Written request. Leave out the pictures; transcribe all else exactly.

Records for this task.
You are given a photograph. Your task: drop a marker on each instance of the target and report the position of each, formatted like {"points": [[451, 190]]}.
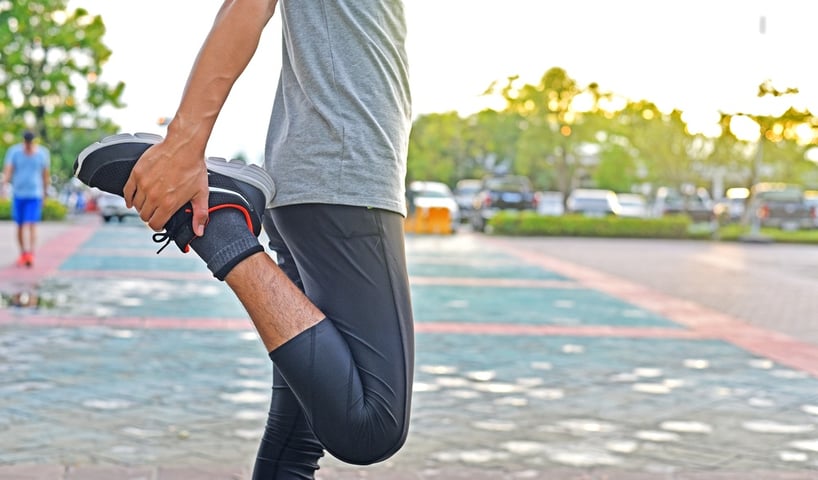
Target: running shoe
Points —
{"points": [[107, 164]]}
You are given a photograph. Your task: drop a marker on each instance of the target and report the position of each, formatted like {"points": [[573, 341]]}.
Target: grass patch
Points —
{"points": [[532, 224]]}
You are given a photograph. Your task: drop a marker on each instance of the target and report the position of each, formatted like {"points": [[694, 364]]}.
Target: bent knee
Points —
{"points": [[366, 451]]}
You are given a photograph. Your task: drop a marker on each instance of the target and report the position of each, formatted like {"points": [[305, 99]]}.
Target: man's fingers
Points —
{"points": [[128, 192]]}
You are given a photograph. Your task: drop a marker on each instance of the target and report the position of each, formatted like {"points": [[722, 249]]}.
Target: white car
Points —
{"points": [[113, 206], [632, 205]]}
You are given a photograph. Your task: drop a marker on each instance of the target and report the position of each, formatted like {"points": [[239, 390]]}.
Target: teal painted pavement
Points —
{"points": [[507, 405]]}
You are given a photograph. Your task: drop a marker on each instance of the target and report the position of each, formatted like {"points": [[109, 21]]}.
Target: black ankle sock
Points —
{"points": [[226, 242]]}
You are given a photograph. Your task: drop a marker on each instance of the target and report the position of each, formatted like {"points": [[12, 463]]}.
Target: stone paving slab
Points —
{"points": [[632, 400]]}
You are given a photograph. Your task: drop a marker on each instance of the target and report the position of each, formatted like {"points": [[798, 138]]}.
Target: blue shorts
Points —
{"points": [[27, 210]]}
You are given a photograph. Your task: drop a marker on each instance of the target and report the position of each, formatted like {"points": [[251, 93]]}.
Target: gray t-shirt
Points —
{"points": [[340, 125]]}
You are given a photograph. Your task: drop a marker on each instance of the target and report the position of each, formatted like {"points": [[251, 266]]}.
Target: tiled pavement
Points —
{"points": [[536, 358]]}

Complete response.
You are given a photograph. Your task: drop a marker on each instance of the target and report the position of each, formatted like {"points": [[451, 190]]}.
Target: running shoe
Points —
{"points": [[107, 164]]}
You are given a photograph. Your task: drop a marker on each instance of the target and report the position of each, formatted like {"points": [[573, 341]]}.
Target: grass patch
Points —
{"points": [[532, 224]]}
You are given a photograph. Your task: drop a marker on each instance of the target and report the position of each, formatted like {"points": [[694, 364]]}.
Target: bent knee
Points —
{"points": [[366, 451]]}
You are given a photograph. Your task: drop a marker on each instance of the target and report the position of each, formatted like {"points": [[305, 99]]}.
Target: man's fingers
Points —
{"points": [[128, 192]]}
You are given a photograph. Your task: drop a marker on each instance of the target and report the position of each, formatted like {"points": [[722, 249]]}.
Target: white car
Points —
{"points": [[113, 206], [632, 205]]}
You are given a photograph. Your task: drop a marker on each instance of the target and report the position of each, formatted like {"points": [[239, 390]]}.
Target: teal painted pavement
Points —
{"points": [[507, 405]]}
You are given a photograph. Your task: drop a marker on each instance of the target and report the position of each, formatted like {"points": [[109, 21]]}.
Target: black ankle sock
Points —
{"points": [[226, 242]]}
You are given a photograph. Your task: drop a marker on each instance of the target and report the position of each, formatted like {"points": [[12, 463]]}.
Target: stone paving slab
Points —
{"points": [[632, 400]]}
You are given a photograph. Your task: drop a marker on each instance of the target and report the position of each, formatted like {"points": [[798, 138]]}.
Target: blue shorts
Points —
{"points": [[27, 210]]}
You are given a photograph. Your task: drop a marker on each instance of the target and report the position of each, formatted like {"points": [[251, 93]]}.
Target: gray t-shirt
Points —
{"points": [[340, 125]]}
You are given a photograph. Your task: drop a marker on each instance of the target and report the position of each, formatted like {"points": [[251, 266]]}.
Target: tiled pavement
Points —
{"points": [[536, 358]]}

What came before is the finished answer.